Written task => Set out each line of the records below as a Markdown table with the columns "No." and "Line," numbering the rows and omitting blank lines. Leave the pictures out of the table.

===== Material supplied

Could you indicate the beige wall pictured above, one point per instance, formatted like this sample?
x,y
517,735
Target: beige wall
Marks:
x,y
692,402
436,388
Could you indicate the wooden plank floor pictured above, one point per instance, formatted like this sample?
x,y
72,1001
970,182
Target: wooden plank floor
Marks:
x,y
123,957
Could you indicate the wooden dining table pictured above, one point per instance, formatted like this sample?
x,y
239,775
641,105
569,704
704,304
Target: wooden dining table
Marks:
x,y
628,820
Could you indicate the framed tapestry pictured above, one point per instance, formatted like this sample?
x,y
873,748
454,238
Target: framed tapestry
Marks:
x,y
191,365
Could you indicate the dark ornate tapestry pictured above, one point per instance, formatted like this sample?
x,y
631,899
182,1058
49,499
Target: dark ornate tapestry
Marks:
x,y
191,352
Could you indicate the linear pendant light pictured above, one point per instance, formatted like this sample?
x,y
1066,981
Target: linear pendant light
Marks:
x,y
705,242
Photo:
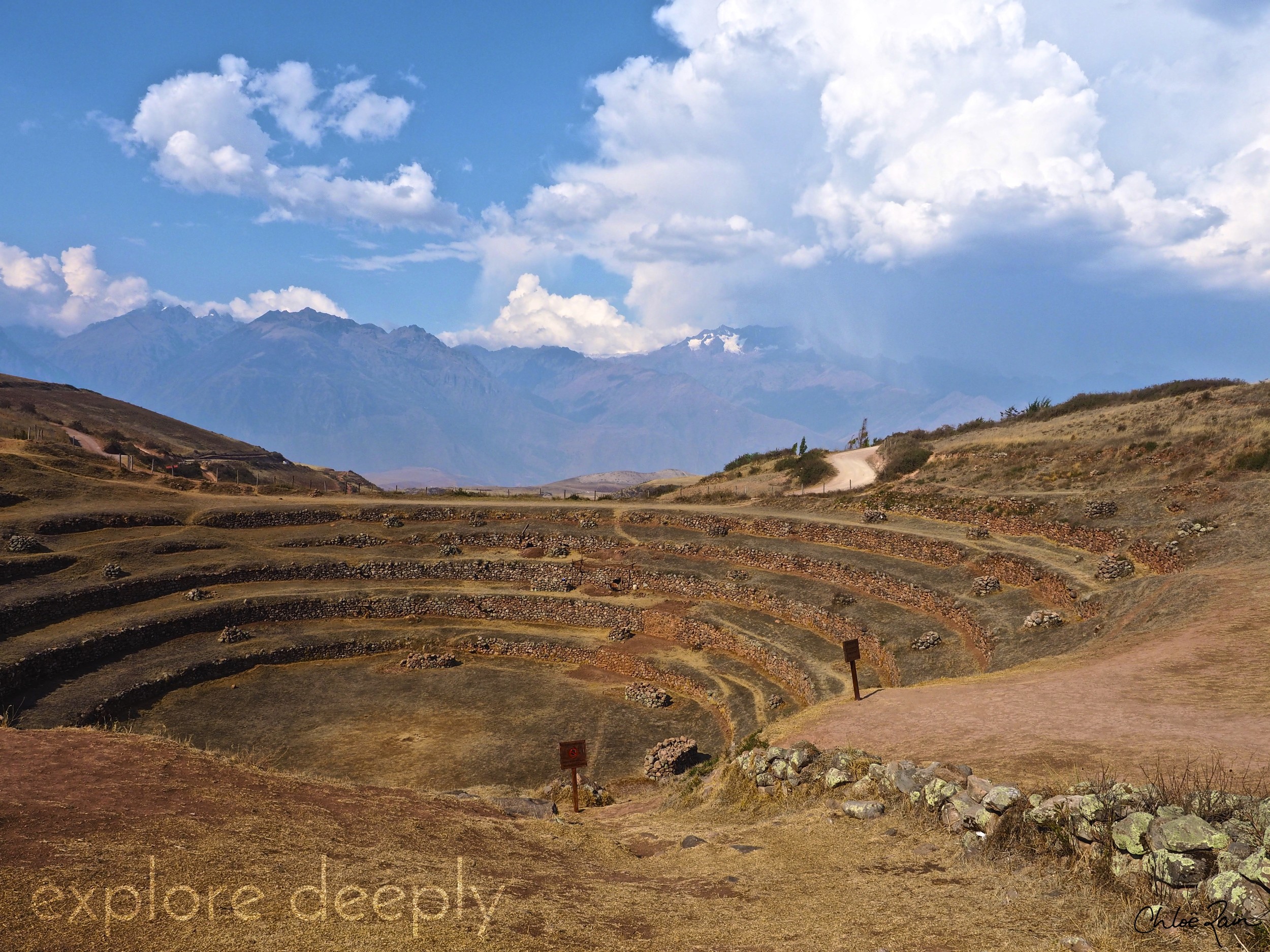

==========

Answer to this task =>
| No. | Line |
|---|---|
| 1 | Could you indicate the beige wall pictured above, one point per instance, formatted like this sample? |
| 2 | x,y |
| 3 | 517,735 |
| 4 | Target: beige wall |
| 5 | Marks: |
| 6 | x,y |
| 7 | 692,402 |
| 8 | 436,388 |
| 9 | Could you indicate the wooden plank floor pictured above, one point per instance, formatted like this sample? |
| 10 | x,y |
| 11 | 72,1001 |
| 12 | 970,182 |
| 13 | Target: wooden plank floor |
| 14 | Marks: |
| 15 | x,y |
| 16 | 123,957 |
| 17 | Could you indicate the wooden dining table pictured above, one point per instance, formatted like this sample? |
| 18 | x,y |
| 19 | 239,775 |
| 20 | 641,105 |
| 21 | 569,704 |
| 22 | 704,304 |
| 23 | Target: wooden dining table |
| 24 | Marks: |
| 25 | x,y |
| 26 | 628,820 |
| 27 | Could you indicate the framed tapestry pictured above, one point per instance, formatted like this sample? |
| 28 | x,y |
| 29 | 873,748 |
| 30 | 454,238 |
| 31 | Target: framed tapestry |
| 32 | Marks: |
| 33 | x,y |
| 34 | 191,365 |
| 35 | Could you indicate the dark ornate tapestry pictured above, one point per instance, formatted like this sample? |
| 36 | x,y |
| 37 | 631,899 |
| 38 | 182,1058 |
| 39 | 49,499 |
| 40 | Target: dark ornate tapestry |
| 41 | Marks: |
| 42 | x,y |
| 43 | 191,352 |
| 44 | Could you indicate the linear pendant light pictured above, one point per instance, formatted like this sample? |
| 45 | x,y |
| 46 | 1066,981 |
| 47 | Target: linear pendant light |
| 48 | Marks: |
| 49 | x,y |
| 50 | 705,242 |
| 51 | Photo: |